**What is required**: Arrange every one of the rows below as a numbered list, omitting any blank lines and leaving the pictures out of the answer.

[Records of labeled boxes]
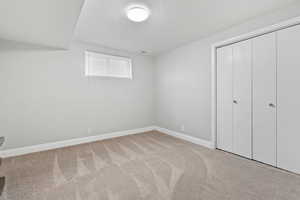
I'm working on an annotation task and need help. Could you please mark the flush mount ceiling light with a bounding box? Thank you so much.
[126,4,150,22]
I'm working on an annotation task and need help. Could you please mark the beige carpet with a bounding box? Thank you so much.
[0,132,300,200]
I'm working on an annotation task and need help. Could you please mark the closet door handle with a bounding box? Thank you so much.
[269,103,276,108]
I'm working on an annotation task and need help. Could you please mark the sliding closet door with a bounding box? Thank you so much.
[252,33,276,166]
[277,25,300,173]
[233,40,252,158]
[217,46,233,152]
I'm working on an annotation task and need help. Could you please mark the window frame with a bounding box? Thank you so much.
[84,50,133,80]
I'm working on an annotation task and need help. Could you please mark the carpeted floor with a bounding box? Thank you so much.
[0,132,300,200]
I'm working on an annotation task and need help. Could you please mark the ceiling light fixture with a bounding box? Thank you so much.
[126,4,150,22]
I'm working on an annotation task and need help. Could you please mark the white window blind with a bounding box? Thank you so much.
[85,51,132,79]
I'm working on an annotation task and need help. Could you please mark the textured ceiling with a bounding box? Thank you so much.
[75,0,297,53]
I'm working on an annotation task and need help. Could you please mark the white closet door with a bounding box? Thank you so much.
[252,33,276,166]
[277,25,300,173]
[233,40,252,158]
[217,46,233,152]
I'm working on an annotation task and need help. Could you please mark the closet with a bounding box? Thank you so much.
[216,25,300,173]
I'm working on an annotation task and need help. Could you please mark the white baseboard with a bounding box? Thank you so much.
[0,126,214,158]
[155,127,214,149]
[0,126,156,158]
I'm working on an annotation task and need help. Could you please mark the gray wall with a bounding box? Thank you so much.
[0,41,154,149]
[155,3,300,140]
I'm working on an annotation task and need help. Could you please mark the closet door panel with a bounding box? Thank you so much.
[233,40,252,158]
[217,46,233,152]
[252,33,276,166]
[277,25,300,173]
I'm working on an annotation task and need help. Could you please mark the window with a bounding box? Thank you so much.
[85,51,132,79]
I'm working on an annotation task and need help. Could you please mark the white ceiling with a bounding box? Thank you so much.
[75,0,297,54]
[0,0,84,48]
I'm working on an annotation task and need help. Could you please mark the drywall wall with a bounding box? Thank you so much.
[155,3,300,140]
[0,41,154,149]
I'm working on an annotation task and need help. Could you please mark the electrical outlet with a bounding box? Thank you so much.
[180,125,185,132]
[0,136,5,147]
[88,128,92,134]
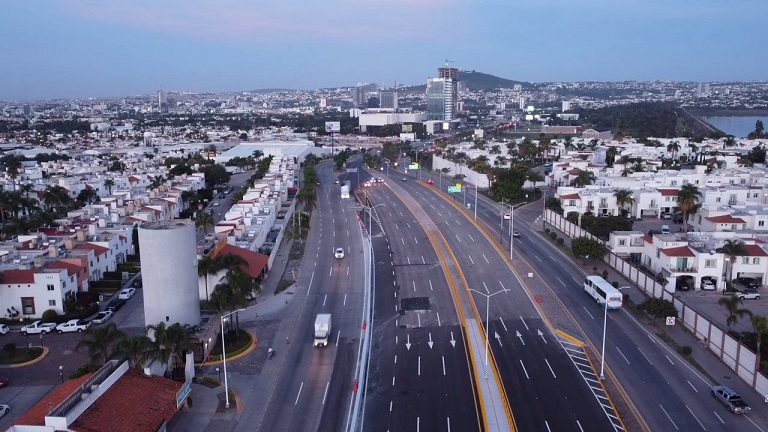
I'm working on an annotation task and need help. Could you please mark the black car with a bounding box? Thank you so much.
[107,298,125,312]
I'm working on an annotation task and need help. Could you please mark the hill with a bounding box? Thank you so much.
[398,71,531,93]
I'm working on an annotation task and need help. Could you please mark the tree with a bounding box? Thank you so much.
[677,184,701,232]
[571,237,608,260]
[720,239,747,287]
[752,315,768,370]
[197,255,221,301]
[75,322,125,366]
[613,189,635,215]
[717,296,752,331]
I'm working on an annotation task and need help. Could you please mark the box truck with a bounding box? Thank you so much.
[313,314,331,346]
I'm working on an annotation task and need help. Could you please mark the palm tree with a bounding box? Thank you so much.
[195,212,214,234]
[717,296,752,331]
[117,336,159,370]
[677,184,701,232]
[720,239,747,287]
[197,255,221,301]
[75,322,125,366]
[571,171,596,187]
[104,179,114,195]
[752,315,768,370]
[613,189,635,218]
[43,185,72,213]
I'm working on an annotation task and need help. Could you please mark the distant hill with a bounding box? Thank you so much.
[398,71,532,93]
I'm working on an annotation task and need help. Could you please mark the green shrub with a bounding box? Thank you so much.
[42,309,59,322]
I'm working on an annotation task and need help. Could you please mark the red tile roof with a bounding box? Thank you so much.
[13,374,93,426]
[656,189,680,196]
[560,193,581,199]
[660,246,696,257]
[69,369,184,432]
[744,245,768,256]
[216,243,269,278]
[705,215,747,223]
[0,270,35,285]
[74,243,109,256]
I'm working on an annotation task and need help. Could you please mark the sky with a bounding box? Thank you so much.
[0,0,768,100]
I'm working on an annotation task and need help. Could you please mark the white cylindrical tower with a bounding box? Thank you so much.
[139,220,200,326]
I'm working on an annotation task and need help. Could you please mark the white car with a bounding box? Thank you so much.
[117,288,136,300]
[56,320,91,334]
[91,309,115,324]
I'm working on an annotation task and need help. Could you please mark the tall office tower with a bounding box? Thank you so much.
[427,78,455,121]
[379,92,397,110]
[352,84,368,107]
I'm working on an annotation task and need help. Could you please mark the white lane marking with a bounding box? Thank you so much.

**Response below**:
1. I'm working on an annotation task and need help. Could you please mark the flush mount ceiling light with a bounding box? Thank you so much.
2. [126,4,150,22]
3. I'm working on an annotation task and need help. Could you please mark the beige carpet with a bounding box? Thank you so much.
4. [0,132,300,200]
5. I'm working on an annotation task and need help. Could you please mark the closet door handle with a bounding box? Thank you so much.
6. [269,103,276,108]
7. I'm working on an annotation task and need help. Could you please mark the sliding closet door with a bounding box? Thank you so much.
8. [252,33,276,166]
9. [277,25,300,173]
10. [233,40,252,158]
11. [217,46,233,152]
12. I'm working on an annotation task and need help. Could you please mark the window frame with a bounding box? Thank you so much.
13. [84,50,133,80]
14. I'm working on an annotation task and need help. Could you please mark the carpeted floor with a bounding box? Thank you so much.
15. [0,132,300,200]
16. I'm working on an annotation task and need help. Could you please mark the ceiling light fixture with a bounding box? Thank you so much.
17. [126,4,150,22]
18. I'm working on an annotation task and need help. Could you please mark the white window blind with a bounding box? Thank you so much.
19. [85,51,132,79]
20. I'm working on an annotation task and need help. Could you please mark the textured ceiling with a bounding box? Thank you so much.
21. [75,0,297,53]
22. I'm working on an annotation task and need help. Could you please mark the white closet door with a bounding box? Thank you so much.
23. [252,33,276,166]
24. [277,25,300,173]
25. [233,40,252,158]
26. [217,46,233,152]
27. I'm working on an annotation task and need help. Could you please mark the closet with a bounding box? Thank you so much.
28. [216,25,300,173]
29. I'm working on an annotation task and need help. Could you please mark the white baseboard with a bounding box? Thank you so much.
30. [0,126,214,158]
31. [155,127,214,149]
32. [0,126,156,158]
33. I'm working on an annotation task and need help. Could you please mark the gray wall with a bounding box? Thank you so much.
34. [0,41,154,149]
35. [155,3,300,140]
36. I'm working on an annotation task and need help. Could you please mark the closet door panel with a bounding box? Thank you so much.
37. [233,40,252,158]
38. [217,46,233,152]
39. [252,33,276,166]
40. [277,25,300,173]
41. I'm working on an annotation task and need help. Could you please mark the window with a bounding box? Thank you so much.
42. [85,51,132,79]
43. I'm working on an annotation task and need help. Could you please mark the white ceiling with a bounding box? Thank you so much.
44. [75,0,297,54]
45. [0,0,84,48]
46. I'm working on an annotation task and need help. Could you please mark the drywall wall with a bounding box? Thank you so much.
47. [155,3,300,140]
48. [0,41,154,149]
49. I'm working on an annotation task and need help. Could you please mark the electrical outlet with a bounding box? Thank you so much.
50. [180,125,185,132]
51. [0,136,5,147]
52. [88,128,92,134]
53. I'm working on an annotation task and need help. Could you please mark the black car with a bounding box? Thank you so much.
54. [107,298,125,312]
55. I'm working on an annotation task and need help. Could you please mark the hill with a bounding box? Thank you so much.
56. [398,71,531,93]
57. I'm working on an annotation task and need help. Could you please mark the tree with a bounding box? Thank you so much.
58. [677,184,701,232]
59. [571,237,608,260]
60. [720,239,747,287]
61. [752,315,768,370]
62. [197,255,221,301]
63. [75,322,125,366]
64. [613,189,635,215]
65. [717,296,752,331]
66. I'm working on an annotation task and need help. Could you please mark the box truck with a bounding box? Thank you so much.
67. [313,314,331,346]
68. I'm working on an annotation task and need help. Could you please mark the palm tree with a bounding box? Thank you so much.
69. [195,212,214,234]
70. [717,296,752,331]
71. [117,336,159,370]
72. [677,184,701,232]
73. [720,239,747,287]
74. [197,255,221,301]
75. [75,322,125,366]
76. [571,171,596,187]
77. [104,179,114,195]
78. [752,315,768,370]
79. [613,189,635,218]
80. [43,185,72,213]
81. I'm working on an annotation task and need help. Could you please mark the distant hill with a bounding box? Thank you so much.
82. [398,71,532,93]
83. I'm working on an annotation task and need help. Could you please mark the green shrub with a bounding box? Thank you so much.
84. [42,309,59,322]
85. I'm working on an annotation task and need help. Could you please mark the red tile roof with a bounding box? Thank you so much.
86. [13,374,93,426]
87. [656,189,680,196]
88. [560,193,581,199]
89. [660,246,696,257]
90. [69,369,184,432]
91. [744,245,768,256]
92. [216,243,269,278]
93. [705,215,747,223]
94. [0,270,35,285]
95. [74,243,109,256]
96. I'm working on an annotation task and need help. Could you please mark the sky with a bounding box? Thank you so much.
97. [0,0,768,100]
98. I'm working on an annotation task and need help. Could you please mark the white cylindrical tower with a bounding box? Thank you so much.
99. [139,220,200,326]
100. I'm working on an annotation task and need help. Could you please mark the white car with a bounding box? Thank you so much.
101. [117,288,136,300]
102. [56,320,91,334]
103. [91,309,115,324]
104. I'm working on an annotation task and need help. Could you please mark the tall office tower with a bounding box? Thank you so much.
105. [427,78,455,121]
106. [379,92,397,110]
107. [352,84,368,107]
108. I'm working on an annotation task and need help. Could you please mark the white lane marking with a bounding box? Thank you so much.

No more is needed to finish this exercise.